##### MATERIAL PROVIDED #####
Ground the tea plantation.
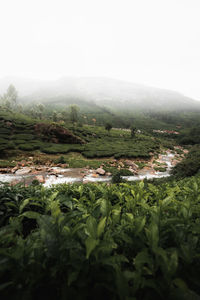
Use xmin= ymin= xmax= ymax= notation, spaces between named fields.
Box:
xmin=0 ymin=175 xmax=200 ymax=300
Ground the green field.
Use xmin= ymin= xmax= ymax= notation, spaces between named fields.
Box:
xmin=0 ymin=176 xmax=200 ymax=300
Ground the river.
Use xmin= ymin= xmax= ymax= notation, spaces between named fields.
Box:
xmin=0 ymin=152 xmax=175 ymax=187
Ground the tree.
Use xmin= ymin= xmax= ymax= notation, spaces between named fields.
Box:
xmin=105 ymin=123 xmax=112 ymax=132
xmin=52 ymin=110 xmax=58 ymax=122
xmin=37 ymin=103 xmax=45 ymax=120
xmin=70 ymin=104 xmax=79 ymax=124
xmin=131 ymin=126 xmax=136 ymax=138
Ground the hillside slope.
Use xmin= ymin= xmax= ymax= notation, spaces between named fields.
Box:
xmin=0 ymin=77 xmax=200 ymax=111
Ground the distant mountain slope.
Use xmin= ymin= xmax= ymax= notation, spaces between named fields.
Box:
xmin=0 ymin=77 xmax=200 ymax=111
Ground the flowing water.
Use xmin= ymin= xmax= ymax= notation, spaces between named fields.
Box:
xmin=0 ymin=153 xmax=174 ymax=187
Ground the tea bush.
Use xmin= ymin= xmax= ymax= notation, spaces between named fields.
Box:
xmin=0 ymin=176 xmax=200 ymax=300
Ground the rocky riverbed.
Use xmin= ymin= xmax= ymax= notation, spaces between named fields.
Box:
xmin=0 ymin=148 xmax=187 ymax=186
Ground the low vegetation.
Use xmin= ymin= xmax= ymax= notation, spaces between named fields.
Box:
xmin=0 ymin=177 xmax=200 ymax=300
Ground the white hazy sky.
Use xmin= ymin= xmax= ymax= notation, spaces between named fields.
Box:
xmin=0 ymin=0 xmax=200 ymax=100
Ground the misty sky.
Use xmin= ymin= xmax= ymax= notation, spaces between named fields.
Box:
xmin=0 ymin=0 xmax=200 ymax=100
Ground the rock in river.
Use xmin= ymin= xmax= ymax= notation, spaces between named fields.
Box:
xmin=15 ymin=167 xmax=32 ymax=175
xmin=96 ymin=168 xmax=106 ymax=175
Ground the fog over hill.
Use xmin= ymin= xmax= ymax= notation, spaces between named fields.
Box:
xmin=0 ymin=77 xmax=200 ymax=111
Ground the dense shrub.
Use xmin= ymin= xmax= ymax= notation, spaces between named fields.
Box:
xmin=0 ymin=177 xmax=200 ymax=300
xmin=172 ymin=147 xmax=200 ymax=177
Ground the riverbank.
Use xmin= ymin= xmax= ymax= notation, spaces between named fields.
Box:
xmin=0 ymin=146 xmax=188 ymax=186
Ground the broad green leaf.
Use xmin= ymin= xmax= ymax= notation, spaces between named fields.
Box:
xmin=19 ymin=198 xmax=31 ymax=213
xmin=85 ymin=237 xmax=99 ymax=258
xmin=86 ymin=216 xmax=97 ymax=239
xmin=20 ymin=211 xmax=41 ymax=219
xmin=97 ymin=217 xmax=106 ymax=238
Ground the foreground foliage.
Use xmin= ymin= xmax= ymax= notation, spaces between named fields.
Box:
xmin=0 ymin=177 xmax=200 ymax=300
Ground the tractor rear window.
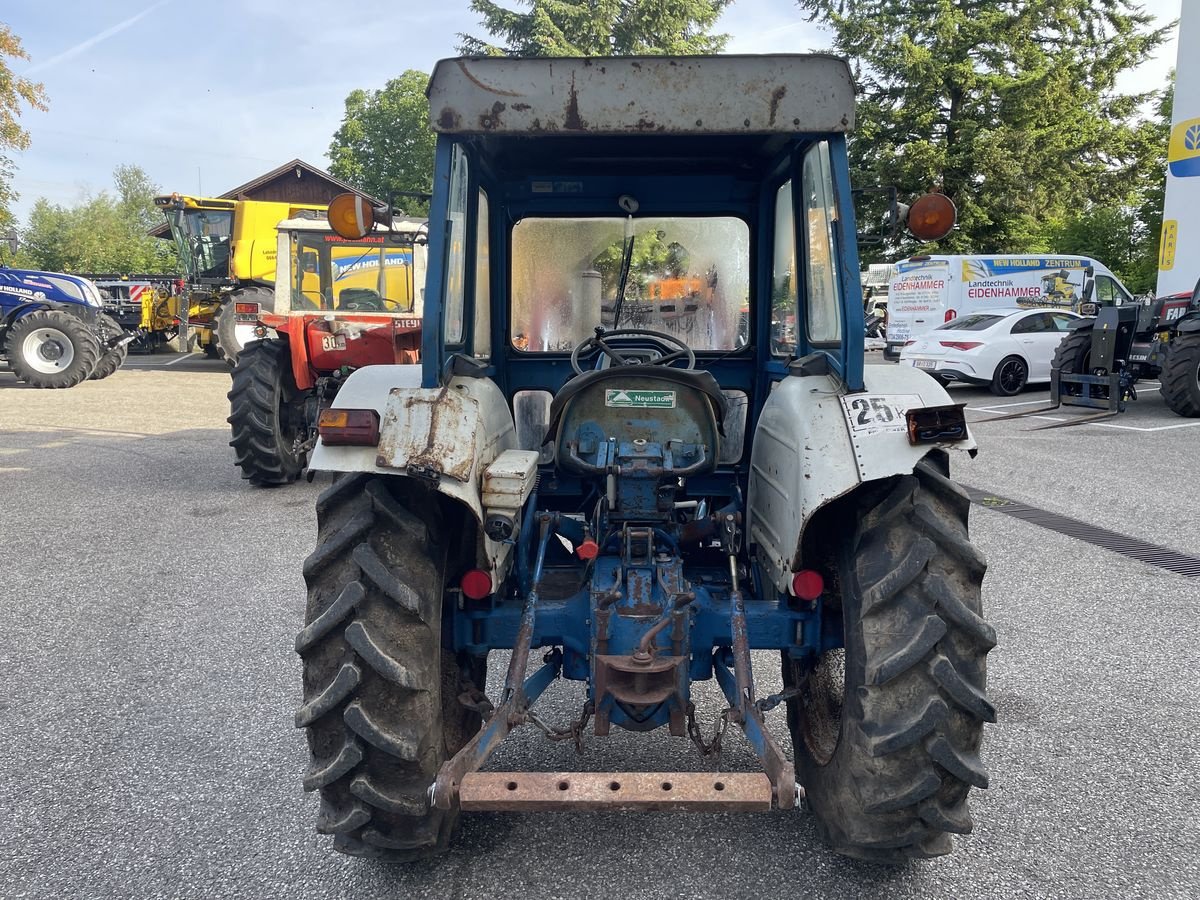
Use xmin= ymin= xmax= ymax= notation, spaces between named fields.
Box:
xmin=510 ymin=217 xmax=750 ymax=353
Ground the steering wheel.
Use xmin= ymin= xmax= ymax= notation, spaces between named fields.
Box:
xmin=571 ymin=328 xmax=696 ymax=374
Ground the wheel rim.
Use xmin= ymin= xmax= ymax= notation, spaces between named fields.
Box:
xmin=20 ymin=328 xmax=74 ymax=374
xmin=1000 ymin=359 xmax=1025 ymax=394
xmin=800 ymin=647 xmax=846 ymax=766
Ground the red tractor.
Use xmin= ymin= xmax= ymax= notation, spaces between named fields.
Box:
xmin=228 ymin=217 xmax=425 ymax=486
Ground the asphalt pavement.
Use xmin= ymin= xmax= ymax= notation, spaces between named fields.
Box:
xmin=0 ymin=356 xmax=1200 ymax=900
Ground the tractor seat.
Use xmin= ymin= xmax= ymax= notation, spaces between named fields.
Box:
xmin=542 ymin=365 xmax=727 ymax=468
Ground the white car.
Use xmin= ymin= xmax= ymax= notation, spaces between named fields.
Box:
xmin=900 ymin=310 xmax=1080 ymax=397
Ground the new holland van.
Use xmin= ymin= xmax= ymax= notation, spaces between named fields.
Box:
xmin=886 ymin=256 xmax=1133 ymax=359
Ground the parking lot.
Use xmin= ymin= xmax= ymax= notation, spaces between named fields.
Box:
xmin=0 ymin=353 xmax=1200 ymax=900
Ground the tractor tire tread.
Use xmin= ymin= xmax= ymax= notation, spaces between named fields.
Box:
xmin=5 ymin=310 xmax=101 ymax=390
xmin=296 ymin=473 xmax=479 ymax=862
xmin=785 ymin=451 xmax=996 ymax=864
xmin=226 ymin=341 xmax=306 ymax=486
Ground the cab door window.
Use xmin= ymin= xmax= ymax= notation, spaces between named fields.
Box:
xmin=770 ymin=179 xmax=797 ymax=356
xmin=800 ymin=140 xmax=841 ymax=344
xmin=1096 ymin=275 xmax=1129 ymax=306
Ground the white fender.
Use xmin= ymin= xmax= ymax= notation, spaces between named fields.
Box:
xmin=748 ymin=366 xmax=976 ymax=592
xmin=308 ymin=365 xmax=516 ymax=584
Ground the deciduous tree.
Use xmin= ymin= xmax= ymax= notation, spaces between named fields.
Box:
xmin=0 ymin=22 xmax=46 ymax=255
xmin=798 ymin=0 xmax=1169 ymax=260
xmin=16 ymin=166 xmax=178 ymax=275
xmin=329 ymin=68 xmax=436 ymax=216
#####
OBJECTIVE:
Lay out all the lines above as a Markdown table with two columns, Row for the row number and Line for the line, skipping any blank lines. Leave the pictures out of the table.

ANSWER TO THE TASK:
| Row | Line |
|---|---|
| 1 | Ground the tea plantation. |
| 2 | Use xmin= ymin= xmax= ymax= notation, spaces between named fields. |
| 3 | Box: |
| 4 | xmin=0 ymin=175 xmax=200 ymax=300 |
| 5 | Ground the green field. |
| 6 | Use xmin= ymin= xmax= ymax= notation, spaces between named fields. |
| 7 | Box: |
| 8 | xmin=0 ymin=176 xmax=200 ymax=300 |
| 9 | Ground the river. |
| 10 | Use xmin= ymin= xmax= ymax= notation, spaces between named fields. |
| 11 | Box: |
| 12 | xmin=0 ymin=152 xmax=175 ymax=187 |
| 13 | Ground the tree. |
| 14 | Use xmin= ymin= xmax= ymax= notation, spaces between named fields. |
| 15 | Box: |
| 16 | xmin=105 ymin=123 xmax=112 ymax=132 |
| 17 | xmin=52 ymin=110 xmax=58 ymax=122 |
| 18 | xmin=37 ymin=103 xmax=45 ymax=120 |
| 19 | xmin=70 ymin=104 xmax=79 ymax=124 |
| 20 | xmin=131 ymin=126 xmax=136 ymax=138 |
| 21 | Ground the hillside slope. |
| 22 | Use xmin= ymin= xmax= ymax= notation, spaces between named fields. |
| 23 | Box: |
| 24 | xmin=0 ymin=77 xmax=200 ymax=111 |
| 25 | Ground the distant mountain slope. |
| 26 | Use xmin= ymin= xmax= ymax= notation, spaces between named fields. |
| 27 | Box: |
| 28 | xmin=0 ymin=77 xmax=200 ymax=111 |
| 29 | Ground the flowing water. |
| 30 | Use xmin= ymin= xmax= ymax= notation, spaces between named fields. |
| 31 | Box: |
| 32 | xmin=0 ymin=153 xmax=174 ymax=187 |
| 33 | Ground the tea bush. |
| 34 | Use xmin= ymin= xmax= ymax= notation, spaces between named fields. |
| 35 | Box: |
| 36 | xmin=0 ymin=176 xmax=200 ymax=300 |
| 37 | Ground the rocky riverbed. |
| 38 | Use xmin= ymin= xmax= ymax= notation, spaces between named fields. |
| 39 | Box: |
| 40 | xmin=0 ymin=148 xmax=187 ymax=186 |
| 41 | Ground the low vegetation. |
| 42 | Use xmin= ymin= xmax= ymax= notation, spaces between named fields. |
| 43 | Box: |
| 44 | xmin=0 ymin=177 xmax=200 ymax=300 |
| 45 | Ground the white hazy sky. |
| 46 | Use xmin= ymin= xmax= ymax= notation, spaces between named fields. |
| 47 | Box: |
| 48 | xmin=0 ymin=0 xmax=200 ymax=100 |
| 49 | Ground the misty sky. |
| 50 | Use xmin= ymin= xmax= ymax= notation, spaces between named fields. |
| 51 | Box: |
| 52 | xmin=0 ymin=0 xmax=200 ymax=100 |
| 53 | Ground the rock in river. |
| 54 | Use xmin= ymin= xmax= ymax= notation, spaces between named fields. |
| 55 | Box: |
| 56 | xmin=15 ymin=167 xmax=32 ymax=175 |
| 57 | xmin=96 ymin=168 xmax=106 ymax=175 |
| 58 | Ground the fog over hill. |
| 59 | Use xmin= ymin= xmax= ymax= notation, spaces between named fields. |
| 60 | Box: |
| 61 | xmin=0 ymin=77 xmax=200 ymax=111 |
| 62 | Ground the dense shrub. |
| 63 | Use xmin= ymin= xmax= ymax= notation, spaces between named fields. |
| 64 | Box: |
| 65 | xmin=0 ymin=177 xmax=200 ymax=300 |
| 66 | xmin=172 ymin=147 xmax=200 ymax=177 |
| 67 | Ground the riverbank. |
| 68 | Use xmin= ymin= xmax= ymax= notation, spaces between named fields. |
| 69 | Box: |
| 70 | xmin=0 ymin=146 xmax=188 ymax=186 |
| 71 | Ground the broad green leaf. |
| 72 | Use xmin= ymin= xmax= ymax= notation, spaces between named fields. |
| 73 | Box: |
| 74 | xmin=19 ymin=198 xmax=31 ymax=213 |
| 75 | xmin=85 ymin=237 xmax=99 ymax=258 |
| 76 | xmin=86 ymin=216 xmax=97 ymax=239 |
| 77 | xmin=20 ymin=211 xmax=41 ymax=219 |
| 78 | xmin=97 ymin=217 xmax=106 ymax=238 |
| 79 | Ground the foreground foliage. |
| 80 | Use xmin= ymin= xmax= ymax= notation, spaces between named fields. |
| 81 | Box: |
| 82 | xmin=0 ymin=177 xmax=200 ymax=300 |
| 83 | Ground the tractor rear window. |
| 84 | Use xmin= ymin= xmax= ymax= notation, spaces between named fields. |
| 85 | Box: |
| 86 | xmin=510 ymin=217 xmax=750 ymax=353 |
| 87 | Ground the steering wheel. |
| 88 | Use xmin= ymin= xmax= ymax= notation, spaces between named fields. |
| 89 | Box: |
| 90 | xmin=571 ymin=328 xmax=696 ymax=374 |
| 91 | Ground the wheel rim. |
| 92 | Use xmin= ymin= xmax= ymax= notation, spaces between named fields. |
| 93 | Box: |
| 94 | xmin=20 ymin=328 xmax=74 ymax=374 |
| 95 | xmin=1000 ymin=359 xmax=1025 ymax=394 |
| 96 | xmin=800 ymin=647 xmax=846 ymax=766 |
| 97 | Ground the red tractor. |
| 98 | Use xmin= ymin= xmax= ymax= notation, spaces between named fields. |
| 99 | Box: |
| 100 | xmin=228 ymin=217 xmax=425 ymax=486 |
| 101 | Ground the asphalt pavement. |
| 102 | Use xmin= ymin= xmax= ymax= notation, spaces between named fields. |
| 103 | Box: |
| 104 | xmin=0 ymin=356 xmax=1200 ymax=900 |
| 105 | Ground the tractor seat. |
| 106 | Use xmin= ymin= xmax= ymax= notation, spaces between named fields. |
| 107 | Box: |
| 108 | xmin=542 ymin=365 xmax=727 ymax=468 |
| 109 | Ground the white car. |
| 110 | Use xmin= ymin= xmax= ymax= notation, spaces between named fields. |
| 111 | Box: |
| 112 | xmin=900 ymin=310 xmax=1080 ymax=397 |
| 113 | Ground the new holland van. |
| 114 | Use xmin= ymin= xmax= ymax= notation, spaces between named fields. |
| 115 | Box: |
| 116 | xmin=886 ymin=256 xmax=1133 ymax=359 |
| 117 | Ground the parking lot. |
| 118 | Use xmin= ymin= xmax= ymax= notation, spaces between named fields. |
| 119 | Box: |
| 120 | xmin=0 ymin=353 xmax=1200 ymax=900 |
| 121 | Ground the tractor tire tread. |
| 122 | Use xmin= ymin= xmax= ymax= notation, spaces between named fields. |
| 123 | Box: |
| 124 | xmin=5 ymin=310 xmax=101 ymax=390 |
| 125 | xmin=296 ymin=473 xmax=479 ymax=862 |
| 126 | xmin=785 ymin=451 xmax=996 ymax=864 |
| 127 | xmin=226 ymin=341 xmax=306 ymax=486 |
| 128 | Ground the cab door window. |
| 129 | Use xmin= ymin= xmax= ymax= notation, spaces between named fields. |
| 130 | Box: |
| 131 | xmin=770 ymin=179 xmax=797 ymax=356 |
| 132 | xmin=800 ymin=140 xmax=841 ymax=344 |
| 133 | xmin=1096 ymin=275 xmax=1129 ymax=306 |
| 134 | Ground the white fender. |
| 135 | Use xmin= ymin= xmax= ymax= notation, spaces between named fields. |
| 136 | Box: |
| 137 | xmin=748 ymin=366 xmax=976 ymax=592 |
| 138 | xmin=308 ymin=365 xmax=516 ymax=584 |
| 139 | Ground the deciduous tree. |
| 140 | Use xmin= ymin= xmax= ymax= notation, spaces between named fields. |
| 141 | Box: |
| 142 | xmin=0 ymin=22 xmax=46 ymax=255 |
| 143 | xmin=798 ymin=0 xmax=1169 ymax=260 |
| 144 | xmin=16 ymin=166 xmax=178 ymax=275 |
| 145 | xmin=329 ymin=68 xmax=436 ymax=216 |